--- start of EXTRACT ---
Late Calendar Entry:
I neglected to post the next Think Tank date on the FM calendar until last night (when I was reminded, thank you, Erik) but just FYI, there will be one tonight, 9-11 pm EST, in Conference room one.
Just Worry About Yours:
I can't sleep. I've been trying not to worry about things, but it's hard to turn it off. Worrying about stuff has been a problem since my formative years. If I were going to write a screenplay about the role models of my youth, the character list would read Transvestite Poet, God's Inspector General, Snake Queen of the Prom, The Jesus Clone and It Crawled From Jack Daniel's Ageing Vat #19. Try growing up with that crew and not have a care in the world.
Not fun, but not all bad -- it's helped me deal with Katherine's anxiety attacks. I hear that squeaky note in her voice and I flash back to the days when I wanted to graft myself to Grandma's right leg, so I'm right there with her. Fear is nothing to ridicule or dismiss.
I don't sleep because I'm either writing or worrying, overtime. I worry about my problems, the kids, the family, friends, the writing clan and even my ex now and then (though that's mostly the "I hope he doesn't do this because I'll be hard pressed not to kick his teeth in" brand of worry.) I've done the mental worksheets on this over and over; Mom's "Let Go and Let God" approach, Holly's wonderful "Be Water" philosophy, and even Jessie's "Let's Go to the Gym and Wreck Some Machines" exercise mantra. Doesn't always work but they do help, and I just have to remember them, maybe combine them. Let go, let God, be water, and there will always be Nautilus to mess up tomorrow.
I'm waiting to hear if I'm actually eligible to participate, and if I can submit a screenplay based on my own published work, but if I get a "yes" to both questions, I'll be competing in HBO's Project Greenlight.
--- end of EXTRACT ---
__LIST OF TASKS__.
a: Reproduce the passage of the blog post about worrying, starting with "I don't sleep" and going on through "HBO's Project Greenlight.".
b: Pick up the blog post about worrying and sleeplessness after its last sentence and keep writing it.
--- start of DATASET ENTRIES ---
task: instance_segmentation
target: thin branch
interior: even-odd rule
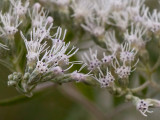
[[[95,116],[97,120],[109,120],[109,118],[105,116],[104,113],[100,111],[94,103],[84,97],[75,87],[73,87],[73,85],[67,84],[66,86],[62,86],[60,88],[60,92],[62,94],[65,94],[71,100],[74,100],[75,102],[81,104],[88,110],[88,112]]]
[[[146,81],[143,85],[141,85],[141,86],[139,86],[139,87],[137,87],[137,88],[131,89],[131,92],[132,92],[132,93],[136,93],[136,92],[142,91],[142,90],[144,90],[149,84],[150,84],[150,81]]]
[[[41,96],[45,91],[48,91],[48,89],[50,89],[53,86],[55,86],[55,84],[50,84],[50,85],[40,87],[41,89],[37,89],[34,92],[34,96],[32,98],[26,97],[24,95],[19,95],[19,96],[15,96],[15,97],[12,97],[12,98],[7,98],[7,99],[4,99],[4,100],[1,100],[0,101],[0,106],[16,105],[16,104],[20,104],[22,102],[30,101],[34,98],[37,98],[37,97]]]

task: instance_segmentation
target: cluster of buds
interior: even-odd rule
[[[8,34],[8,29],[14,28],[15,31],[9,32],[14,35],[18,32],[19,17],[22,13],[17,13],[19,9],[21,12],[27,12],[29,3],[26,2],[25,6],[22,6],[21,1],[11,1],[15,7],[11,10],[10,14],[2,14],[1,19],[4,24],[3,34]],[[18,8],[17,8],[18,7]],[[16,21],[11,14],[18,14]],[[79,50],[72,45],[70,48],[70,42],[64,41],[66,30],[62,30],[61,27],[57,28],[57,32],[53,33],[53,18],[48,16],[48,12],[41,7],[39,3],[35,3],[31,10],[29,10],[29,16],[31,19],[30,37],[20,31],[20,35],[24,40],[27,50],[27,65],[25,73],[15,72],[8,77],[8,85],[14,86],[20,93],[26,96],[32,96],[33,89],[46,81],[53,81],[57,83],[65,83],[70,81],[84,81],[90,74],[83,74],[80,71],[86,66],[85,64],[77,71],[69,73],[69,70],[75,64],[82,64],[81,61],[70,61],[70,58]],[[12,23],[12,22],[15,22]],[[8,25],[8,26],[7,26]],[[12,26],[13,25],[13,26]],[[6,30],[7,26],[7,30]],[[6,30],[6,31],[5,31]],[[5,49],[5,45],[1,45]]]

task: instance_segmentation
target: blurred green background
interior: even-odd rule
[[[0,0],[1,7],[7,6],[4,1]],[[160,8],[157,3],[157,0],[147,1],[151,8]],[[70,28],[66,26],[66,29]],[[72,34],[67,37],[72,38]],[[20,95],[15,88],[7,86],[9,74],[0,66],[0,101]],[[155,98],[160,99],[160,95]],[[159,113],[160,109],[154,109],[154,113],[145,118],[135,106],[125,103],[124,98],[113,97],[106,89],[83,83],[51,85],[32,98],[0,105],[0,120],[159,120]]]

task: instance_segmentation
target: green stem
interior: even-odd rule
[[[53,87],[53,85],[51,87]],[[25,102],[25,101],[32,100],[34,98],[37,98],[37,97],[41,96],[45,91],[50,91],[48,89],[51,89],[51,87],[43,88],[39,91],[36,91],[32,98],[26,97],[24,95],[19,95],[19,96],[15,96],[15,97],[12,97],[12,98],[7,98],[7,99],[4,99],[4,100],[1,100],[0,101],[0,106],[15,105],[15,104],[19,104],[19,103],[22,103],[22,102]]]
[[[137,88],[131,89],[131,92],[132,92],[132,93],[136,93],[136,92],[142,91],[142,90],[144,90],[149,84],[150,84],[150,81],[146,81],[143,85],[141,85],[141,86],[139,86],[139,87],[137,87]]]
[[[158,57],[157,62],[154,64],[154,66],[152,67],[152,72],[155,72],[155,70],[159,67],[160,65],[160,56]]]

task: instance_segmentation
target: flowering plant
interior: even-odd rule
[[[149,108],[160,107],[160,101],[143,91],[160,89],[154,76],[160,65],[160,12],[151,12],[145,2],[10,0],[9,9],[0,12],[0,62],[13,72],[8,86],[32,97],[48,82],[82,82],[125,98],[143,116],[152,113]],[[152,56],[158,57],[152,61]]]

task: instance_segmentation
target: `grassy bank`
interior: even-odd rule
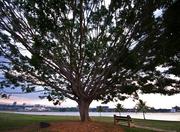
[[[112,117],[92,117],[94,121],[113,123]],[[77,116],[39,116],[39,115],[22,115],[13,113],[0,113],[0,131],[7,131],[39,122],[59,122],[67,120],[79,120]],[[139,126],[160,128],[165,130],[175,130],[180,132],[180,121],[155,121],[134,119],[134,123]],[[126,132],[151,132],[140,128],[128,128],[122,126]]]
--- end of DATASET ENTRIES ---
__EXPECTED RESULTS__.
a:
I don't sleep because I'm either writing or worrying, overtime. I worry about my problems, the kids, the family, friends, the writing clan and even my ex now and then (though that's mostly the "I hope he doesn't do this because I'll be hard pressed not to kick his teeth in" brand of worry.) I've done the mental worksheets on this over and over; Mom's "Let Go and Let God" approach, Holly's wonderful "Be Water" philosophy, and even Jessie's "Let's Go to the Gym and Wreck Some Machines" exercise mantra. Doesn't always work but they do help, and I just have to remember them, maybe combine them. Let go, let God, be water, and there will always be Nautilus to mess up tomorrow.
I'm waiting to hear if I'm actually eligible to participate, and if I can submit a screenplay based on my own published work, but if I get a "yes" to both questions, I'll be competing in HBO's Project Greenlight.

b:
I wanted to do this last year, but waited to see how the first contest went. I figure I've got just as much chance as anyone, and it should be a fun learning experience.
I miss cruising blogs, so I've been trying to check out a few more at random moments. After seeing this name pop up one the latest updates list on the Blogger main page, I found my way to The Wonderful World of Nobby Dobscrub.
Check it out if you get a chance -- the author's view of coworkers and hubcaps are particularly hysterical.
The Writer Stumbles, Bangs into Stuff, Etc.:
After hearing much praise of the book, I invested in Christopher Vogler's "The Writer's Journey" and have been reading bits of it during Homework Hour. Vogler is not a novelist -- he's a critic who evaluates screenplays and does stuff with a company called StoryTech to make money off writers as a "literary consultant" -- but I'm trying very hard not to hold that against him. The most interesting aspects of the book so far are the language it's written in, which is, um, interesting, and the number of times Vogler pats himself on the back in one chapter, which is, um, interesting. He also based most of it on someone else's theories, which means he's an acolyte, and acolytes sometimes can be dangerously narrow in the vision department. Seriously, it's not that bad, it's just an outsider looking in book with a lot of very pretty theory, and I tend to be very wary when people who don't write for a living try to tell me how to do it anyway.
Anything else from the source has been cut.